[Referring expression data]
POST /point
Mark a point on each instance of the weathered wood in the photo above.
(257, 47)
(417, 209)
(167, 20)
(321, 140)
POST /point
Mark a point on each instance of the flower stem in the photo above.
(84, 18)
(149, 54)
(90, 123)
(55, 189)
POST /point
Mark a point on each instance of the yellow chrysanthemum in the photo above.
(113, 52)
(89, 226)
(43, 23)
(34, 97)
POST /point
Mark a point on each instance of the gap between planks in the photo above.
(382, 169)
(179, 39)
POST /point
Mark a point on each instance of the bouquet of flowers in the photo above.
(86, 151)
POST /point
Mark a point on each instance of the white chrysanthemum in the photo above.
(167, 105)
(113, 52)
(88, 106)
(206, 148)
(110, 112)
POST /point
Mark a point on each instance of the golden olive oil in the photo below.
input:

**Work item**
Copy out the data shown above without altering anything.

**Your solution**
POST /point
Mark a point on each instance of the weathered wood in the photo above.
(257, 47)
(417, 209)
(167, 20)
(321, 140)
POST /point
Mark a point on each instance of the flower stem in the photo above.
(84, 18)
(149, 54)
(90, 123)
(55, 189)
POST /point
Mark a point on each instance of the yellow chrysanthemum in the photo above.
(113, 52)
(89, 226)
(43, 23)
(34, 97)
POST /point
Mark a point on each instance of the gap between planks in the photo above.
(382, 169)
(179, 39)
POST /point
Mark a point on each instance of the bouquet of flowers in the photo above.
(86, 151)
POST /point
Mark a point on each instance of the white chrysanthemum in the photo above.
(167, 105)
(113, 52)
(88, 106)
(206, 148)
(110, 112)
POST /point
Mark a point on each instance of the golden olive oil in the photo below.
input:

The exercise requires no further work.